> PASSAGE TO READ
Visveswarapura Institute of Pharmaceutical Sciences, Bengaluru- 560070, Karnataka
This project focuses on developing mucoadhesive buccal films of Rizatriptan Benzoate a fast-acting antimigraine drug using jackfruit seed starch as a natural, cost-effective polymer. Jackfruit seeds, which are usually discarded as waste, were processed to extract starch, which was then evaluated for its moisture content, hydration behaviour, and other physicochemical properties. The results showed that the extracted starch has good film-forming ability and can serve as a stable natural polymer. Seven film formulations (F1–F7) were prepared using the solvent-casting method by varying the ratios of starch, pectin, citric acid, and glycerin. These films were then tested for their appearance, thickness, folding endurance, pH, moisture content, swelling, mucoadhesion, drug release, and permeation. All formulations were smooth, flexible, and showed pH values close to that of the buccal cavity, ensuring comfort during application. Among the developed batches, Formulation F4 performed the best. Overall, this study shows that jackfruit seed starch is a promising natural alternative for developing buccal films, offering a patient-friendly and sustainable approach for effective migraine management.
Buccal drug delivery refers to the administration of drugs to the buccal mucosa, located on the inside of the cheek within the mouth, and is capable of facilitating both local and systemic drug delivery. This route avoids first-pass metabolism, enzymatic drug degradation, and it provides effective therapy to patient groups unable to swallow or with swallowing difficulties(1). The pharmaceutical industry has increased its focus on films as dosage forms since they are patient-friendly. Buccal film is the current topic of discussion. Compared to the majority of commercially available orally disintegrating tablets, which typically require special packaging, this dosage form is less friable. Additionally, these dosage forms are pharmacoeconomic, self- administrable and have improved patient compliance(2).
Mucoadhesion is the process where polymers attach to biological substrate or a synthetic or natural macromolecule, to mucus or an epithelial surface. When the biological substrate is attached to a mucosal layer then this phenomenon is known as mucoadhesion. The substrate possessing bio adhesive polymer can help in drug delivery for a prolonged period of time at a specific delivery site. Natural polymers have recently gained importance in pharmaceutical field(3).

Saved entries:
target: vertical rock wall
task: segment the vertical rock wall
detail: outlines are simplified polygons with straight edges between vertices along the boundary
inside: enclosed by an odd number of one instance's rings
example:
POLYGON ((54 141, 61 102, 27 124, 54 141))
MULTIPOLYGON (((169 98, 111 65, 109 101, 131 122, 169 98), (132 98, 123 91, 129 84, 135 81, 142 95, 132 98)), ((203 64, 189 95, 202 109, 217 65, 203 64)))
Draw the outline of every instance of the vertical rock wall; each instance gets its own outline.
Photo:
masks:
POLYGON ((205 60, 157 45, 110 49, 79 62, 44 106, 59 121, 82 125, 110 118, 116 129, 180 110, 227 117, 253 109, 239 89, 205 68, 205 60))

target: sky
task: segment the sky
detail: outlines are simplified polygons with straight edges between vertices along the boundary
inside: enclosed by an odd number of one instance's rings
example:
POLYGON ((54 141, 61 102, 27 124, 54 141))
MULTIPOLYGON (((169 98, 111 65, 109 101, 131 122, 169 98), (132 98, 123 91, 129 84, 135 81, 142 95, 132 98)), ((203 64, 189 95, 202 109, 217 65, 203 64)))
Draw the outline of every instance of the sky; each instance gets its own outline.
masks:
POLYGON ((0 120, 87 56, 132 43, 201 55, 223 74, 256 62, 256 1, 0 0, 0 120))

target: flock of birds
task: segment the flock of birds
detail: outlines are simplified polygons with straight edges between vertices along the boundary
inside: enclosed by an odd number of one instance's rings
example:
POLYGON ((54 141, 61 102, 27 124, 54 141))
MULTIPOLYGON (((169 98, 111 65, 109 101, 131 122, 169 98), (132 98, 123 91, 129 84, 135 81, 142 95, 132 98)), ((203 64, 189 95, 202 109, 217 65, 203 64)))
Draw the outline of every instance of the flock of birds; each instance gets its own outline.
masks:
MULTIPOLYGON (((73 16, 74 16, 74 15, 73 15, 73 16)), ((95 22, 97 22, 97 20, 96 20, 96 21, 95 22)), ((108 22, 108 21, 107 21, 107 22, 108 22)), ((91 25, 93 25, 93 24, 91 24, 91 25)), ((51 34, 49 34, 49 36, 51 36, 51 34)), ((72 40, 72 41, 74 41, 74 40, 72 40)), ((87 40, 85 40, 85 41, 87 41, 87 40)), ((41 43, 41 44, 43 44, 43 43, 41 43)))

> TO DO
**a)** Reproduce the part of the buccal film text that starts at "Mucoadhesion is the" and ends after "in pharmaceutical field(3).", word for word.
**b)** Answer these questions from the buccal film text:
(i) How many film formulations were prepared?
(ii) Where is the buccal mucosa located?
(iii) What is the phenomenon called when the biological substrate is attached to a mucosal layer?
**c)** Can you go on with the buccal film text, starting after its final sentence?

> EXPECTED RESPONSES
**a)**
Mucoadhesion is the process where polymers attach to biological substrate or a synthetic or natural macromolecule, to mucus or an epithelial surface. When the biological substrate is attached to a mucosal layer then this phenomenon is known as mucoadhesion. The substrate possessing bio adhesive polymer can help in drug delivery for a prolonged period of time at a specific delivery site. Natural polymers have recently gained importance in pharmaceutical field(3).

**b)**
(i) Seven (F1–F7).
(ii) On the inside of the cheek within the mouth.
(iii) Mucoadhesion.

**c)**
Over the past ten years, there has been an increase in interest in the utilization of the membranes of the oral cavity as sites of drug administration. It is generally known that drugs absorbed from the oral mucosa enter the systemic circulation directly, avoiding first-pass effect(4).
MATERIALS AND METHODS
Materials
Rizatriptan Benzoate was used as the active pharmaceutical ingredient. Jackfruit seeds obtained from the local market served as the source of natural starch. The formulation excipients included pectin (polymeric binder), glycerin (plasticizer), and citric acid (saliva-stimulating agent). Analytical-grade chemicals such as potassium dihydrogen phosphate and sodium hydroxide were used for preparing phosphate buffer pH 6.8.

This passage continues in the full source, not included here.